*Text provided*:
_ _ _ _

Maggie Alvarado was sitting on the couch with her daughter when they started getting alerts about a tornado. They took shelter and seconds later it struck.

JACKSONVILLE, Fla. — Like the sign on her wall that reads “In everything, give thanks”, Maggie Alvarado is thankful.

“I’m so grateful, I remember being in the closet calling my daughter and my son in law saying take shelter, take shelter,” she describes.

She and one of her daughters were sitting in their living room near Goodby's Creek when they started getting emergency alerts on their phones on Wednesday.

“Thank God we listened,” she says.

They got in the closet with their dogs and seconds later they heard a roar outside.

“Then the air felt like it got sucked out and we heard the windows breaking and we stayed in the closet until we got the all clear.  Then we came out and found the damages,” Alvarado says.

The window behind the couch where they had been sitting was shattered.

“Glass on the carpet and you couldn’t even see it because the glass was all over,” she explains.

Tree limbs had been hurled into the house and a piece of wood impaled in the side of her home.  She says her backyard is a mix of debris from her home and her neighbors and trees that snapped.  The home behind her sustained major damage, but she says no one was home at the time. 

Her message to others is simple.

“When the city and state, they send those alerts- listen,” tells Alvarado,”  I believe those alerts saved our lives, I really do.”

The National Weather Service confirmed a tornado struck part of Southside Jacksonville which is near Goodby's Creek.

Thursday morning, a storm survey team in Duval County preliminarily assigned an EF-1 rating to the tornado that moved across Philips Highway just west of I-95 Wednesday afternoon. That means the tornado's winds were between 86 and 110 miles per hour.

_ _ _ _

*Given instruction*: In the Jacksonville tornado article, what rating did the storm survey team in Duval County preliminarily assign to the tornado? Please draw only on the Jacksonville tornado article when answering.

*Information provided*:
_ _ _ _

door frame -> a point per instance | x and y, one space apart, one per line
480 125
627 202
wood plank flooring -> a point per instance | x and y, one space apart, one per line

_ _ _ _

*Answer*: An EF-1 rating.